Data listing
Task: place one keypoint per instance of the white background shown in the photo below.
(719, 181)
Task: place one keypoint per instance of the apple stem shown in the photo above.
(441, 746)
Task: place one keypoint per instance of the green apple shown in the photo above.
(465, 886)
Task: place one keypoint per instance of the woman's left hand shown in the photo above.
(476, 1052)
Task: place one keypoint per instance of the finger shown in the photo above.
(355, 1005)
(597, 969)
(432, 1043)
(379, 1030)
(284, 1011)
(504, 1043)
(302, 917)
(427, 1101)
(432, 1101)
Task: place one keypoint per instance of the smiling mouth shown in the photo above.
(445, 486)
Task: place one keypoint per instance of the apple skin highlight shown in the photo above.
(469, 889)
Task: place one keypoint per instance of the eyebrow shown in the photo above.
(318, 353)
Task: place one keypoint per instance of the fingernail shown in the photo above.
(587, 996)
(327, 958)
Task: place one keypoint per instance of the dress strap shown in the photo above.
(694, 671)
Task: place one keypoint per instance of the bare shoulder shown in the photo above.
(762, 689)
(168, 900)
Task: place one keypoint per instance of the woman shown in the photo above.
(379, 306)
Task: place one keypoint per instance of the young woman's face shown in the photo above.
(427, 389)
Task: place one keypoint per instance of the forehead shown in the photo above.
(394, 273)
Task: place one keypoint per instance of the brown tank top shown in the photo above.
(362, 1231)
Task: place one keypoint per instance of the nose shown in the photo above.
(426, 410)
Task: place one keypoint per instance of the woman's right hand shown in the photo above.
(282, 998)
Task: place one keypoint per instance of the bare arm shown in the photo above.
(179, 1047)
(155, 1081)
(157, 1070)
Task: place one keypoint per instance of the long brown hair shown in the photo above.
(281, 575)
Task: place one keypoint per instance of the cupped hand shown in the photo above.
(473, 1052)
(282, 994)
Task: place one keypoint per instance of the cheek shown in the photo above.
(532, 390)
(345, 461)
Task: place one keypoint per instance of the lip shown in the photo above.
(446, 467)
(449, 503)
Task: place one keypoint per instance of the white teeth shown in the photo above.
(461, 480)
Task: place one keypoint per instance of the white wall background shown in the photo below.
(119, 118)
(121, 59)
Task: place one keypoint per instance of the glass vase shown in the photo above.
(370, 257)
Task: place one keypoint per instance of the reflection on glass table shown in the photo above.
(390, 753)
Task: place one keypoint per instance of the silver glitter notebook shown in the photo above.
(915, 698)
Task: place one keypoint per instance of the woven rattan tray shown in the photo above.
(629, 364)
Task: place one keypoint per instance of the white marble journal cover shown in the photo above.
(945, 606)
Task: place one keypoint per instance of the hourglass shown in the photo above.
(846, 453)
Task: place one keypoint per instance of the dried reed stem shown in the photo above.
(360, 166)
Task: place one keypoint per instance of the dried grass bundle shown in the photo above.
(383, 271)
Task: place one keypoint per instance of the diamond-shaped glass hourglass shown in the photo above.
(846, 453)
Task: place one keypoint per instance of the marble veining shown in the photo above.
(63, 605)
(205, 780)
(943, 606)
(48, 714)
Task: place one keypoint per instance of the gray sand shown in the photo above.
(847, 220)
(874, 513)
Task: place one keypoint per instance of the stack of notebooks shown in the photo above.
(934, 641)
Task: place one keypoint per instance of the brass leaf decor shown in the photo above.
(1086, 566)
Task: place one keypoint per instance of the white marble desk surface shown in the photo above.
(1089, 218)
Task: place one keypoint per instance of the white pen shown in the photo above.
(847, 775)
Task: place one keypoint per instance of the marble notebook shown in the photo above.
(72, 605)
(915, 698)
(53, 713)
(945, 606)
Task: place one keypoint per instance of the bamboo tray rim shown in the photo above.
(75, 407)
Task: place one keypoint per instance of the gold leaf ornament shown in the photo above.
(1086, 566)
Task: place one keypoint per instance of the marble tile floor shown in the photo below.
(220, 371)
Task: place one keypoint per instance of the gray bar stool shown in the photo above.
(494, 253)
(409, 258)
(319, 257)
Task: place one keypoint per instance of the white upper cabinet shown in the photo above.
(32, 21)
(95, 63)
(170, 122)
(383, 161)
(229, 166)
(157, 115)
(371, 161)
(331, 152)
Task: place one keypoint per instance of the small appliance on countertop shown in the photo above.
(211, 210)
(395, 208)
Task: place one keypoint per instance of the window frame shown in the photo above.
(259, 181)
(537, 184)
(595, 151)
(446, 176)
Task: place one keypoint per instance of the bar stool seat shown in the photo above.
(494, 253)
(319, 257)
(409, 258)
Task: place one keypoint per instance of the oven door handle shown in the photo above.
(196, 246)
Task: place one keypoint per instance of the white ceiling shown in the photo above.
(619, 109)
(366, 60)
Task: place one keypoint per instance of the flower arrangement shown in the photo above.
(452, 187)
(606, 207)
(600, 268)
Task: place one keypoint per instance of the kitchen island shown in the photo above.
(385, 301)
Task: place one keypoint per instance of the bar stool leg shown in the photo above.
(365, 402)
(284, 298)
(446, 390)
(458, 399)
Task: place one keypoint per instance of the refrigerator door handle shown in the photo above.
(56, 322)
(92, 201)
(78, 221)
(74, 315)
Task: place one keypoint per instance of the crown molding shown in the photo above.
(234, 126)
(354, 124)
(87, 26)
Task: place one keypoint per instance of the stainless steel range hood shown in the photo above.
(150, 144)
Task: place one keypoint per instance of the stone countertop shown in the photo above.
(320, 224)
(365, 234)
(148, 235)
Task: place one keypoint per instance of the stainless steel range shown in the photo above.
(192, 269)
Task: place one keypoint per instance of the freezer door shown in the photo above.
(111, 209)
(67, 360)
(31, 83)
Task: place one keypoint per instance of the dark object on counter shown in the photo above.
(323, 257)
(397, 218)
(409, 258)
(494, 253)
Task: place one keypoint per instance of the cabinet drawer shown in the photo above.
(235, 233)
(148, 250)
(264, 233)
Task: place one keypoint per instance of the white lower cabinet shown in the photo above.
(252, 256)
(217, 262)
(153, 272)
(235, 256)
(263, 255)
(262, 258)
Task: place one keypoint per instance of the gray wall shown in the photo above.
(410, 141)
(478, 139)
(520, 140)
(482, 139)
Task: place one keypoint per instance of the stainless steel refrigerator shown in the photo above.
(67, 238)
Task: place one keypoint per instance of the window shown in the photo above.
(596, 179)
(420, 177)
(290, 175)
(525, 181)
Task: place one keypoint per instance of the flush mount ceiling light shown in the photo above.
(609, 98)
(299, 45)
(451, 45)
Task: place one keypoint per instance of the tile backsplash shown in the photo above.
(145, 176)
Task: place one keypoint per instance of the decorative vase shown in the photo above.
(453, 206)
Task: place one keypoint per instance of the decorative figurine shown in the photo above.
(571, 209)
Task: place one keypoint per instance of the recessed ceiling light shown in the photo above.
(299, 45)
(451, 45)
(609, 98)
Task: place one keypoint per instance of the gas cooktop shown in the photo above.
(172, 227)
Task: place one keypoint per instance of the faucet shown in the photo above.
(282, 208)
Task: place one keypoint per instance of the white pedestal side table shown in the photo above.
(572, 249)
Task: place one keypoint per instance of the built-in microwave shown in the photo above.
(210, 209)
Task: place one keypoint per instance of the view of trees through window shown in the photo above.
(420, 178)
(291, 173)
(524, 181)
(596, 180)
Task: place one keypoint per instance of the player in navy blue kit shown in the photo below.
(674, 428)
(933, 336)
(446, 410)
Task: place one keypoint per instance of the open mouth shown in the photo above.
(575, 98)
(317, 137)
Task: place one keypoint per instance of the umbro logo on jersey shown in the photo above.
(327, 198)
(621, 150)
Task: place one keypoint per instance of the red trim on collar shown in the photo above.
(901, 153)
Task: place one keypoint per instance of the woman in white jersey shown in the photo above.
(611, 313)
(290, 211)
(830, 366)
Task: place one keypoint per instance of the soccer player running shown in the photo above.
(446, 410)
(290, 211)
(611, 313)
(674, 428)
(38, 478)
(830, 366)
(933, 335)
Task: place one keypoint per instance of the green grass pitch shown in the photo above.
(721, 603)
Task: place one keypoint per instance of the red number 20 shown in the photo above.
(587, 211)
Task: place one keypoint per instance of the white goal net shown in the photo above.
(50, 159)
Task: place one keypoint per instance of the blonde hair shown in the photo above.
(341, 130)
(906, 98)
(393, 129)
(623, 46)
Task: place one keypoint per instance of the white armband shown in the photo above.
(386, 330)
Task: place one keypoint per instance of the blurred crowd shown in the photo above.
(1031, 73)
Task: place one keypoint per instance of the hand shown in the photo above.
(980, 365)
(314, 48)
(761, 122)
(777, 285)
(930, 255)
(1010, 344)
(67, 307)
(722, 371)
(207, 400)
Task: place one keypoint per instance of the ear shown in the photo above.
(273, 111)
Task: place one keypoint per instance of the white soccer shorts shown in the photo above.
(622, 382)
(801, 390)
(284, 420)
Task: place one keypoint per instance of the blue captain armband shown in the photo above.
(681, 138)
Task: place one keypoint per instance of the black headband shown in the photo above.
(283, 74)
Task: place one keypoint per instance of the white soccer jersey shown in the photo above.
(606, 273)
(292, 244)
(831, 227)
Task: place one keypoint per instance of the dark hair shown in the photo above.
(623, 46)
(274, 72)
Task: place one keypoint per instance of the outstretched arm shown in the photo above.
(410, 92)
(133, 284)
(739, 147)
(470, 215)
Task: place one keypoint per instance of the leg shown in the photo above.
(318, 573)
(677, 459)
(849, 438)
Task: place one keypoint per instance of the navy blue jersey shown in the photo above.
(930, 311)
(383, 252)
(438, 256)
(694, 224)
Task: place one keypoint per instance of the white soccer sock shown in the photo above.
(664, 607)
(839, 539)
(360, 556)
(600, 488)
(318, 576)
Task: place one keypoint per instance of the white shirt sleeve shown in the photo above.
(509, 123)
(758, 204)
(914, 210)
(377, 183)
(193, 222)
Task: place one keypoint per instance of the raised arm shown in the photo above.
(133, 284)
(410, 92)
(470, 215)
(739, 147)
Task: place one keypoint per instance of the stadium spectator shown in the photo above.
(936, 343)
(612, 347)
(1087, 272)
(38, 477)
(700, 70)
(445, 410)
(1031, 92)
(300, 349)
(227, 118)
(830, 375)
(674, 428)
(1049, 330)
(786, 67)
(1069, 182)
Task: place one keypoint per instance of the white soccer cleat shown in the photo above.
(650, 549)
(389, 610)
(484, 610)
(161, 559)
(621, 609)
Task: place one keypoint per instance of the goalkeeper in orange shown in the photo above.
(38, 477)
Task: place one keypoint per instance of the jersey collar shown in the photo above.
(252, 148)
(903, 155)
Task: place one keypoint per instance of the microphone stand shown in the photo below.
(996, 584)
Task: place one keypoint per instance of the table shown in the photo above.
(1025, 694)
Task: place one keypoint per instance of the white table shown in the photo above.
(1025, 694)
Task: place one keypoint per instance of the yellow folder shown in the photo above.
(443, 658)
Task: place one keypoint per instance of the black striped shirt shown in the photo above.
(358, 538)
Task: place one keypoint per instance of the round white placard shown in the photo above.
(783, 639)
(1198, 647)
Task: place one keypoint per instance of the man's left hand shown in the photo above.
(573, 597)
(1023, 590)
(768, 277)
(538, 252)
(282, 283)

__Work to be completed__.
In the part of the data that opens with the line containing "Task: place one keypoint per instance of the goalkeeper" and runs through the end of the data, swap every "table" for "desk" and reproduce only those lines, leaving everything else the same.

__The response__.
Task: place one keypoint per instance of the goalkeeper in orange shown in the photo above.
(38, 477)
Task: place one keypoint per instance of the jersey collar shown in the photo above.
(252, 148)
(903, 155)
Task: place one keypoint per instance of the microphone stand shown in the photo below.
(996, 584)
Task: place one keypoint per instance of the desk shown in the photo above.
(1025, 694)
Task: place one keypoint per instance of the white desk shown in the photo above.
(1025, 694)
Task: place one keypoint per instance of the yellow folder shown in the photo above.
(443, 658)
Task: place one keypoint per instance of the black striped shirt shown in the photo above.
(358, 538)
Task: place one keypoint per instance of the round white placard shown in the photo above.
(783, 639)
(1198, 647)
Task: place one keypoint per instance of the man's left hand shown in the photo above.
(573, 597)
(1023, 590)
(768, 277)
(538, 252)
(282, 283)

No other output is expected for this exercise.